§ **SHORT PROBLEM 1**:
From the bump-scoring forum thread, list every point total awarded to a single bump.
§ **SHORT PROBLEM 2**:
Please print the bump-scoring forum thread from "## ProStar (Apr 11, 2020)" up to and including "first layer done)".
§ **SHORT PROBLEM 3**:
Continue the bump-scoring forum thread from the point where it stops.

§ **TEXT TO READ**:
· · ·

We have a win condition!



ProStar said:


> The winner will be the first team to 1000 points



Current scores:
BrodoBumpers: 164
pizzabumpers: 72


----------



## ProStar (Apr 11, 2020)

Ayce said:


> CLL would do nicely for that, I once had one side (but not the layer) Using Ortega I think I got 3 seconds? @ProStar bump



Intrest: 3 (probably should've read the rest of the post, doesn't actually have a first layer done)
Humor: 4 (Nothing funny)
Length since last bump: 7 (1 day since last bump)

14 points!


----------



## ProStar (Apr 12, 2020)

Owen Morrison said:


> Did you get it fixed?
> 
> _bump @ProStar _




Intrest: 5
Humor: 3
Length since last bump: 4

12 Points!



Owen Morrison said:


> any updates? did you figure out how to do it?
> 
> _Bump, @ProStar _



Intrest: 5
Humor: 3
Length since last bump: 1

9 Points!


----------



## fun at the joy (Apr 12, 2020)

· · ·

§ **STORED DATA**:
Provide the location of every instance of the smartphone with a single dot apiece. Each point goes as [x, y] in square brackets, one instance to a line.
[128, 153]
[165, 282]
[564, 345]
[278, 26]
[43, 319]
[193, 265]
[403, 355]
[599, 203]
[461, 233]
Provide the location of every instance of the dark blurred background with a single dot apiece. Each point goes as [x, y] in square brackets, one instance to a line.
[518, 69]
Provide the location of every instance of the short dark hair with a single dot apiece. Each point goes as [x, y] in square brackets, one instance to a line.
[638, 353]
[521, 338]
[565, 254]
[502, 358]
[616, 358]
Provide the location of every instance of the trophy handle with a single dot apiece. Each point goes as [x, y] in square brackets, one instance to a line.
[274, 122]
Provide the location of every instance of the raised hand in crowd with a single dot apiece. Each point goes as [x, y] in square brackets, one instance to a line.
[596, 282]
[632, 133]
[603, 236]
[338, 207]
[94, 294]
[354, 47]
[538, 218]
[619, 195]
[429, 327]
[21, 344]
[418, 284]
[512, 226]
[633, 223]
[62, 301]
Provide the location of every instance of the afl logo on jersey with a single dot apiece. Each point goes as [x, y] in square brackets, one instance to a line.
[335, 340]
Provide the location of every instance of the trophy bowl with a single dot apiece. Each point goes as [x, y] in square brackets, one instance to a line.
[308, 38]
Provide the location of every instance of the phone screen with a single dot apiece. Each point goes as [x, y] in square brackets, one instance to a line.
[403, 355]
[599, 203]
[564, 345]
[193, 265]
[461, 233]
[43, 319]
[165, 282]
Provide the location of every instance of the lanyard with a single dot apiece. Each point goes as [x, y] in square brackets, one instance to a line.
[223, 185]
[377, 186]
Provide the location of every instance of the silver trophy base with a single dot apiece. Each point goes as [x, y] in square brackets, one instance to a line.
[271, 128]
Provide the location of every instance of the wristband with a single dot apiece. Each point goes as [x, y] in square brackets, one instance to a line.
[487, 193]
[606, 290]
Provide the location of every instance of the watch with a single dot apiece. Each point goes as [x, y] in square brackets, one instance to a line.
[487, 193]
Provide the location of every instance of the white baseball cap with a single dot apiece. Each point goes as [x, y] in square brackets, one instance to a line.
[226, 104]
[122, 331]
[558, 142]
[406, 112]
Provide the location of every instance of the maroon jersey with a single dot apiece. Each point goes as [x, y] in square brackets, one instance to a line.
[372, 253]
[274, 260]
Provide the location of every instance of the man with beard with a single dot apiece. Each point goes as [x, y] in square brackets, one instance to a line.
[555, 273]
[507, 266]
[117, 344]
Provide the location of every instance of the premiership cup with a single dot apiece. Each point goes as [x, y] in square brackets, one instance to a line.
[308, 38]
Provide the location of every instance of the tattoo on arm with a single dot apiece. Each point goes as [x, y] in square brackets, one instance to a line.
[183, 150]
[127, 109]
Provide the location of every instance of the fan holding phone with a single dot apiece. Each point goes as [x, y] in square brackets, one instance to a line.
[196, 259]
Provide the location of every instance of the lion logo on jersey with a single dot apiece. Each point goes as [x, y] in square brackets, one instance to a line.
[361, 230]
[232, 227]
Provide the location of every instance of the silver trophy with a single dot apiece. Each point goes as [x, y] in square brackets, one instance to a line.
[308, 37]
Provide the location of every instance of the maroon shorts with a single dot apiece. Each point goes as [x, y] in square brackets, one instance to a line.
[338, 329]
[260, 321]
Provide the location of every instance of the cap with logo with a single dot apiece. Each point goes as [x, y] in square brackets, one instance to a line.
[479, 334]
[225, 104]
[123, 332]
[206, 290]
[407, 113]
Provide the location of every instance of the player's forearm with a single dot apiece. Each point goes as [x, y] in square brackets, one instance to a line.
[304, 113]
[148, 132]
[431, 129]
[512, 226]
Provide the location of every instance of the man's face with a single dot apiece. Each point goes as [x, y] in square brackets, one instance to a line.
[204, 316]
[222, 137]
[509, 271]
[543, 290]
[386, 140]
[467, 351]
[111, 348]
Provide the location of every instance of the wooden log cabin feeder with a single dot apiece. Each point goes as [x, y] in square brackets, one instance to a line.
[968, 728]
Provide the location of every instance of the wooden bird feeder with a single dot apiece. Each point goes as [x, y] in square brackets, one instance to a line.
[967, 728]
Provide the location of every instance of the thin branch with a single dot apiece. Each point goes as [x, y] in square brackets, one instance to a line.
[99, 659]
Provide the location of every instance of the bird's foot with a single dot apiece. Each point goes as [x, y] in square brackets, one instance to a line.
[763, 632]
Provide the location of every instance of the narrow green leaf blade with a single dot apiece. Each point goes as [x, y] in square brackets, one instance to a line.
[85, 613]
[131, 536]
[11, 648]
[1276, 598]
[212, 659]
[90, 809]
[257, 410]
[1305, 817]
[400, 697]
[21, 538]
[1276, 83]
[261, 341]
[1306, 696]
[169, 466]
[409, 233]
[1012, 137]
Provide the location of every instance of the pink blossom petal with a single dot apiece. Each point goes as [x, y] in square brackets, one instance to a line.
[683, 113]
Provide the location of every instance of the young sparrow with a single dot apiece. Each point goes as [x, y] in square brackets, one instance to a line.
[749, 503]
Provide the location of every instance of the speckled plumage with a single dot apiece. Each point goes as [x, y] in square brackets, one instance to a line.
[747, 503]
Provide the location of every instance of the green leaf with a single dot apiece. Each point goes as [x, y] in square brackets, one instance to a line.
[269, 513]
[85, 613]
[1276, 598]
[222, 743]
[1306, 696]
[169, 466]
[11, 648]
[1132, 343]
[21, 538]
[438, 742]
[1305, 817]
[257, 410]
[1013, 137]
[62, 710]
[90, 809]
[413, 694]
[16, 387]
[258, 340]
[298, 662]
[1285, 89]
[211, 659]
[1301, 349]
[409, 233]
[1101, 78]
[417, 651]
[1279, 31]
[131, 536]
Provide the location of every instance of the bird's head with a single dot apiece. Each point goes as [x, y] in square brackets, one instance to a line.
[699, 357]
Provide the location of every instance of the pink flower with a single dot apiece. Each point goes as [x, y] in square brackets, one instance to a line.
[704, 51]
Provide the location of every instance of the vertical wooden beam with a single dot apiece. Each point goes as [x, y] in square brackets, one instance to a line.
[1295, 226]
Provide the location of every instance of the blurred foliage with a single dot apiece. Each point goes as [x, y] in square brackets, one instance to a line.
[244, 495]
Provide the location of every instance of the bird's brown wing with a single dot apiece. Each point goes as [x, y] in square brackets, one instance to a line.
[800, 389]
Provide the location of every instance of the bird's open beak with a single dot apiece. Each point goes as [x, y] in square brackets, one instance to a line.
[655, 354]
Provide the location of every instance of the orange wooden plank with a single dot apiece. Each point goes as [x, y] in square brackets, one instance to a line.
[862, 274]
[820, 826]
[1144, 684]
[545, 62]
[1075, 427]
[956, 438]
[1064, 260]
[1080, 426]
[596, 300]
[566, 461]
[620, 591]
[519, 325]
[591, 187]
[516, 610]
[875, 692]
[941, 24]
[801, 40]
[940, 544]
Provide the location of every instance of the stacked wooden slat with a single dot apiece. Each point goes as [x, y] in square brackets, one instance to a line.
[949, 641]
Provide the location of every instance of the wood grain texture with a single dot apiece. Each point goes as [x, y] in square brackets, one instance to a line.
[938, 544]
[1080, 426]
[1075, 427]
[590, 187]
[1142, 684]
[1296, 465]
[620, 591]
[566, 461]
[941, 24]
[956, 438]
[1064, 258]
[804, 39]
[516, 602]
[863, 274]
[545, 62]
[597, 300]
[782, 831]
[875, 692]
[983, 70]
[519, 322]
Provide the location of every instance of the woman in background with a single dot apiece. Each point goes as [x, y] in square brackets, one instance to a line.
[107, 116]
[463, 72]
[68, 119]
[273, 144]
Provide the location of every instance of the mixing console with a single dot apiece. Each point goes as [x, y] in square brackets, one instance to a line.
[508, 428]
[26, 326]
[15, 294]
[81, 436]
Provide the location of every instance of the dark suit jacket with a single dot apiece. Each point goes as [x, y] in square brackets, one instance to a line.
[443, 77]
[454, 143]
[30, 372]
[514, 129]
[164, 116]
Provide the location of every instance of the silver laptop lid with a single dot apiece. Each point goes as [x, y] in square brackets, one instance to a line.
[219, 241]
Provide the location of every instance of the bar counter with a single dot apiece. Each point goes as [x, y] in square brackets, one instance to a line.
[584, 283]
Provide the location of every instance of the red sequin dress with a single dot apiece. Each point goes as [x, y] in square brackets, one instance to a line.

· · ·

§ **RIGHT ANSWER 1**:
14, 12, 9

§ **RIGHT ANSWER 2**:
## ProStar (Apr 11, 2020)

Ayce said:


> CLL would do nicely for that, I once had one side (but not the layer) Using Ortega I think I got 3 seconds? @ProStar bump



Intrest: 3 (probably should've read the rest of the post, doesn't actually have a first layer done)

§ **RIGHT ANSWER 3**:
ProStar said:


> Intrest: 5
> Humor: 3
> Length since last bump: 1
> 
> 12 Points!


5+3+1=12?
...
...
...
nah


----------



## Ayce (Apr 12, 2020)

@ProStar 


fun at the joy said:


> 5+3+1=12?
> ...
> ...
> ...
> nah


----------



## DerpBoiMoon (Apr 12, 2020)

Bump also why isn't the DerpyCat morripi1 here?

@ProStar


----------



## ProStar (Apr 12, 2020)

fun at the joy said:


> 5+3+1=12?
> ...
> ...
> ...
> nah



XD fixed



DerpBoiMoon said:


> Bump also why isn't the DerpyCat morripi1 here?
> 
> @ProStar



Same reason warrior bumpers aren't here:



brododragon said:


> This is like America's political system. There's a bunch of parties, but people only care about two.


----------



## ProStar (Apr 12, 2020)

Ayce said:


> I like the shengshou kilominx because it is not that expensive compared to what I've seen for kilos. It might need a few drops of lube to get it going but after that, it is a very trustworthy (cube?)
> 
> bump @ProStar



Intrest: 5 (would've been a 6-8 if you hadn't said the exact same thing as everyone else then double posted)
Humor: 3
Length since last bump: 5

13 Points!


----------



## WarriorCatCuber (Apr 12, 2020)

HA POINTS FOR WARRIORBUMPERS!


----------



## ProStar (Apr 12, 2020)

WarriorCatCuber said:


> HA POINTS FOR WARRIORBUMPERS!



My post to DerpBoiMoon applies to you as well


----------



## WarriorCatCuber (Apr 12, 2020)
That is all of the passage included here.